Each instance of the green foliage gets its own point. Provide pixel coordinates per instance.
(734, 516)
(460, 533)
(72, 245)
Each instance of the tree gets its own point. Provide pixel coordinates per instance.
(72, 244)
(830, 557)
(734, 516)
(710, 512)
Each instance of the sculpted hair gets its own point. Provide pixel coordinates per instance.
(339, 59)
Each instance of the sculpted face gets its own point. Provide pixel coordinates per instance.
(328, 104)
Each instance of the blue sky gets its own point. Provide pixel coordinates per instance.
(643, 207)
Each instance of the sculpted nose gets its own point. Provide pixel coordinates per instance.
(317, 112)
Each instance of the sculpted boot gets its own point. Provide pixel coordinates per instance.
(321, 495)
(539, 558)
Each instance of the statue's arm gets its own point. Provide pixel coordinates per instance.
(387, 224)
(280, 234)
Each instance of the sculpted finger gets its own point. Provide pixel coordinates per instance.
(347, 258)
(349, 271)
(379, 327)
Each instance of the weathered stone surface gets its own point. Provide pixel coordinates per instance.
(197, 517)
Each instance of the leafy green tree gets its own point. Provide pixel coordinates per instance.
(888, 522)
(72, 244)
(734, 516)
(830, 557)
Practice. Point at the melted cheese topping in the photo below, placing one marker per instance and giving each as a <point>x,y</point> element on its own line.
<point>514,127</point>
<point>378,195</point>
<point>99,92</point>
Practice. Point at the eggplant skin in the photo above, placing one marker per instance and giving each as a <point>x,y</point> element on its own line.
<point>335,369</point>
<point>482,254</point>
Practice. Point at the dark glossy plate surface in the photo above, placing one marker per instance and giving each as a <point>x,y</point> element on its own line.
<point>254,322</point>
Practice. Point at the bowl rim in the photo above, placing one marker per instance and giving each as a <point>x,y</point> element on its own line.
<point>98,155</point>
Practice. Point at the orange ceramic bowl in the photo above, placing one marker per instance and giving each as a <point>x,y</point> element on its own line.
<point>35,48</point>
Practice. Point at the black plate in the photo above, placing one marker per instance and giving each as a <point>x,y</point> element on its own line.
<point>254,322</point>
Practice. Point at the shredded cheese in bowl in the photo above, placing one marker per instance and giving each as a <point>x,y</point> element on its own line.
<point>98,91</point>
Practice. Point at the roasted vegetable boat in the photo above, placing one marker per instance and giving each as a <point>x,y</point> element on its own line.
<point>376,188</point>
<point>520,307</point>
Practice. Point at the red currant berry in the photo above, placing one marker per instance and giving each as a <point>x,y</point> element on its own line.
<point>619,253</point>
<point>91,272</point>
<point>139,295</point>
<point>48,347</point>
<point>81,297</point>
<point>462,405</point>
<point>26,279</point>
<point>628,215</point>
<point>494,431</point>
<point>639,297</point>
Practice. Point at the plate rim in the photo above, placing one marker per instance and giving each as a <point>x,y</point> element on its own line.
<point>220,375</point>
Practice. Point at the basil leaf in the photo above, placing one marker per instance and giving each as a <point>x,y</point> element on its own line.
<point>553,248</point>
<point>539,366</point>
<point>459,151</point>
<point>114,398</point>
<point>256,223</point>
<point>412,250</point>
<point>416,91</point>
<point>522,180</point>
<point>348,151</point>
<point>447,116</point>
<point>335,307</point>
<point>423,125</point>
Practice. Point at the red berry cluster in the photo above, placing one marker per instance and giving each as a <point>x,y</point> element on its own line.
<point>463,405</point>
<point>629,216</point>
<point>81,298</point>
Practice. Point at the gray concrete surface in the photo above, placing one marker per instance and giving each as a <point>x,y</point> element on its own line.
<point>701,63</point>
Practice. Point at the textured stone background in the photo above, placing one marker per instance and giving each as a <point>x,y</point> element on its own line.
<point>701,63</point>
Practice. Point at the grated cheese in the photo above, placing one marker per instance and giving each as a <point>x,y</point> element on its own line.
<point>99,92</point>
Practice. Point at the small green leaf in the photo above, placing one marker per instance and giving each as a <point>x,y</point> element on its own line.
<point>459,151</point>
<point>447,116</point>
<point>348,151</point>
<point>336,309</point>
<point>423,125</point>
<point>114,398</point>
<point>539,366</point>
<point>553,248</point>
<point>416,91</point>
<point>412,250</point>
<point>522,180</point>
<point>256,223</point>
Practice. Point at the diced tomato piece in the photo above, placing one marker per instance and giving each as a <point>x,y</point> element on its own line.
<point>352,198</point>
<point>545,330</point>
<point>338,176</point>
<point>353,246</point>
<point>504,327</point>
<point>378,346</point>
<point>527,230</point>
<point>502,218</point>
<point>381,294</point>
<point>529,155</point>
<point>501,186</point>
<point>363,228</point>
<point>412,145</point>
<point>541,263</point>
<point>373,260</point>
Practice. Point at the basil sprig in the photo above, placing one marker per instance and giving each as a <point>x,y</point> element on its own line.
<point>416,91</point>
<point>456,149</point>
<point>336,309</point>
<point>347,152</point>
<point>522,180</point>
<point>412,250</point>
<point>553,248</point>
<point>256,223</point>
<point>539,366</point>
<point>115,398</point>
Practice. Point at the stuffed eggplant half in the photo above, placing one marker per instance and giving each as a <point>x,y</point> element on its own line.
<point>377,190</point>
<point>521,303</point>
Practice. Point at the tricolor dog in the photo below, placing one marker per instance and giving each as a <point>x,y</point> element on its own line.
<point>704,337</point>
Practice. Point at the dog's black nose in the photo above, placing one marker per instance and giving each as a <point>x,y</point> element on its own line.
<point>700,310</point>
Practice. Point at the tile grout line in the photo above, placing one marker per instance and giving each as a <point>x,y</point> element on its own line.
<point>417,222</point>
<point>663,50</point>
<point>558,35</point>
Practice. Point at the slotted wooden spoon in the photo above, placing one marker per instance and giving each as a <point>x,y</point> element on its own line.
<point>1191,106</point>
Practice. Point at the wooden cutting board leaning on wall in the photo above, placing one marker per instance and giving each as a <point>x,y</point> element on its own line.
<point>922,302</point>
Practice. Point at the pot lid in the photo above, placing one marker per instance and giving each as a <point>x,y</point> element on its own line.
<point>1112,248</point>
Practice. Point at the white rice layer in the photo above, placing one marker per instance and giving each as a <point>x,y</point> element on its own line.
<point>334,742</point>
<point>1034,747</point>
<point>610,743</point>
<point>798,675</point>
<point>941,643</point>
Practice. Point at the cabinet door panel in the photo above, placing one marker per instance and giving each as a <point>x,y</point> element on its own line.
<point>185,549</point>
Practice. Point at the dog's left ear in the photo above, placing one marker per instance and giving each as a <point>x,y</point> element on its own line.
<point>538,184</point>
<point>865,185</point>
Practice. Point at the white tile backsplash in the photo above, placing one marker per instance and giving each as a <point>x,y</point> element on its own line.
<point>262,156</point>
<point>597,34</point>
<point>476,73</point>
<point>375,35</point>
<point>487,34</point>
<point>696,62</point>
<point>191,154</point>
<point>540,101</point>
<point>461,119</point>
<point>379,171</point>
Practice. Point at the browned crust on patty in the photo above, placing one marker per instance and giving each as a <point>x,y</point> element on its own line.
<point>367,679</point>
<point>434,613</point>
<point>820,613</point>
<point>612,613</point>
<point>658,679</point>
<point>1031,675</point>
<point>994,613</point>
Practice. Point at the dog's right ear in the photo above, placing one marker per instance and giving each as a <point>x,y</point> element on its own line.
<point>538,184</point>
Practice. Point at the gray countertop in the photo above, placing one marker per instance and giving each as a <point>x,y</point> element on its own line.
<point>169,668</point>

Work instruction
To complete the exercise, print all of the entries exactly.

Completed task
Each instance of the green foliage gets its own point. Provide pixel coordinates per instance.
(734, 516)
(460, 533)
(72, 245)
Each instance of the tree gets its own point. Provide pixel coordinates per instance.
(72, 244)
(830, 557)
(734, 516)
(710, 512)
Each instance of the sculpted hair gets its own point. Provide pixel coordinates per instance.
(339, 59)
Each instance of the sculpted face gets its own point. Provide pixel coordinates per instance.
(328, 104)
Each instance of the blue sky gets its own point. Provide pixel coordinates per instance.
(643, 207)
Each instance of the sculpted nose gets its own point. Provide pixel coordinates per instance.
(317, 112)
Each instance of the sculpted boot gets its own point. Provide pixel coordinates per instance.
(321, 495)
(539, 558)
Each instance of the statue's arm gets its own point. Provide pixel coordinates per instance.
(387, 224)
(280, 234)
Each instance of the sculpted finger gets its own point. Provide pixel coordinates per instance.
(347, 258)
(349, 271)
(379, 327)
Each instance of the weathered stone surface gets its own point. Provide pixel coordinates per instance.
(197, 517)
Each instance of the leafy green tree gets its own point. Provide pixel coordinates per instance.
(888, 522)
(72, 244)
(734, 516)
(830, 557)
Practice. Point at the melted cheese topping in the photo below, placing one marker per instance and giving each as a <point>x,y</point> element on its own line.
<point>514,127</point>
<point>378,195</point>
<point>99,92</point>
Practice. Point at the eggplant skin in the photo above, placing one marker per instance and giving each as a <point>x,y</point> element on its own line.
<point>335,369</point>
<point>482,254</point>
Practice. Point at the dark glossy plate surface in the photo above, placing one marker per instance and giving each as a <point>x,y</point> element on its own line.
<point>254,322</point>
Practice. Point at the bowl rim in the photo above, placing one marker per instance and giving each as a <point>x,y</point> element on its own line.
<point>98,155</point>
Practice. Point at the orange ceramic bowl in the photo above, placing one marker per instance and giving each as a <point>x,y</point> element on its own line.
<point>35,48</point>
Practice. Point at the black plate in the photo above, placing one marker per instance and giving each as a <point>x,y</point> element on its own line.
<point>254,322</point>
Practice. Point at the shredded cheese in bowl in the photo above, placing one marker per instance and giving each as a <point>x,y</point> element on its own line.
<point>98,91</point>
Practice. Point at the roasted vegetable boat in the photo above, placing one marker per instance and giving each as a <point>x,y</point> element on its own line.
<point>376,188</point>
<point>520,307</point>
Practice. Point at the red currant berry in the photo above, placing one marker per instance and giving each as a <point>x,y</point> element on its own line.
<point>619,253</point>
<point>91,272</point>
<point>139,295</point>
<point>48,347</point>
<point>81,297</point>
<point>462,405</point>
<point>26,279</point>
<point>628,215</point>
<point>494,431</point>
<point>639,297</point>
Practice. Point at the plate rim in the photo above, placing one marker per instance and giving each as a <point>x,y</point> element on its own line.
<point>220,375</point>
Practice. Point at the basil leaf in the photo above, placing one marker per instance and giving each as a <point>x,y</point> element on its own line.
<point>553,248</point>
<point>539,366</point>
<point>459,151</point>
<point>114,398</point>
<point>256,223</point>
<point>412,250</point>
<point>416,91</point>
<point>522,180</point>
<point>348,151</point>
<point>447,116</point>
<point>335,307</point>
<point>423,125</point>
Practice. Point at the red berry cluster in the photo above, placing one marker per instance and giving each as a <point>x,y</point> element on its own line.
<point>463,405</point>
<point>629,216</point>
<point>81,298</point>
Practice. Point at the gray concrete surface in the photo above, placing one marker per instance and giving each as a <point>x,y</point> element on its own line.
<point>701,63</point>
Practice. Point at the textured stone background in the photo above, placing one marker per instance and giving each as a <point>x,y</point> element on its own line.
<point>701,63</point>
Practice. Point at the grated cheese in the photo above, placing one marker per instance and giving each as a <point>x,y</point> element on its own line.
<point>99,92</point>
Practice. Point at the small green leaf in the photo above, placing one marker per instance and giving each as a <point>x,y</point> element on its own line.
<point>459,151</point>
<point>447,116</point>
<point>348,151</point>
<point>336,309</point>
<point>423,125</point>
<point>114,398</point>
<point>539,366</point>
<point>553,248</point>
<point>416,91</point>
<point>412,250</point>
<point>522,180</point>
<point>256,223</point>
Practice. Point at the diced tomato piece in the photo above, placing one marker per instance and giving each as a <point>x,y</point> element on its own line.
<point>352,198</point>
<point>545,330</point>
<point>338,176</point>
<point>353,246</point>
<point>504,327</point>
<point>378,346</point>
<point>527,230</point>
<point>502,218</point>
<point>381,294</point>
<point>529,155</point>
<point>501,186</point>
<point>363,228</point>
<point>412,145</point>
<point>541,263</point>
<point>373,260</point>
Practice. Point at the basil sprig in the photo above, placing one marker per instance and giving each as a <point>x,y</point> element on its own line.
<point>416,91</point>
<point>456,149</point>
<point>336,309</point>
<point>347,152</point>
<point>522,180</point>
<point>412,250</point>
<point>553,248</point>
<point>256,223</point>
<point>539,366</point>
<point>115,398</point>
Practice. Point at the stuffed eggplant half in the photo above, placing one marker per instance and giving each as a <point>x,y</point> element on its own line.
<point>377,190</point>
<point>521,303</point>
Practice. Point at the tricolor dog in the photo below, placing one marker per instance and giving each as a <point>x,y</point> element on its own line.
<point>704,337</point>
Practice. Point at the dog's black nose in the photo above, placing one marker per instance and giving each as a <point>x,y</point> element on its own line.
<point>700,310</point>
Practice. Point at the tile grout line in the photo above, placing one marker per instance and giving each as a <point>x,y</point> element on its own line.
<point>417,222</point>
<point>663,50</point>
<point>558,35</point>
Practice. Point at the slotted wooden spoon in the photo above, placing one marker per instance and giving each as a <point>x,y</point> element on its own line.
<point>1191,106</point>
Practice. Point at the wooden cutting board leaning on wall in the photo above, placing one marker per instance and giving each as a <point>x,y</point> element on its own line.
<point>922,302</point>
Practice. Point at the pot lid in the photo above, placing one marker per instance and giving each as a <point>x,y</point> element on its own line.
<point>1112,248</point>
Practice. Point at the white rice layer in the photo above, placing one marker per instance and giving each as a <point>x,y</point> element on its own line.
<point>334,742</point>
<point>1034,747</point>
<point>610,743</point>
<point>798,675</point>
<point>941,643</point>
Practice. Point at the cabinet door panel in the photo above, placing one marker per instance and giving each as a <point>x,y</point> element on its own line.
<point>185,549</point>
Practice. Point at the dog's left ear in the photo above, placing one marker per instance and giving each as a <point>x,y</point> element on its own line.
<point>538,184</point>
<point>865,185</point>
Practice. Point at the white tile backsplash in the photo above, placing one marker per instance and giving each as a <point>x,y</point> element on its own line.
<point>262,156</point>
<point>597,34</point>
<point>476,73</point>
<point>375,35</point>
<point>487,34</point>
<point>696,62</point>
<point>191,154</point>
<point>540,101</point>
<point>461,119</point>
<point>379,171</point>
Practice. Point at the browned crust on patty in the photo above, placing one marker per instance and giving each as a <point>x,y</point> element on its own line.
<point>367,679</point>
<point>434,613</point>
<point>820,613</point>
<point>612,613</point>
<point>658,679</point>
<point>1031,675</point>
<point>994,613</point>
Practice. Point at the dog's right ear in the photo above, placing one marker per instance and giving each as a <point>x,y</point> element on its own line.
<point>538,184</point>
Practice. Point at the gray countertop in the photo above, placing one marker per instance and giving each as a <point>x,y</point> element on its own line.
<point>169,668</point>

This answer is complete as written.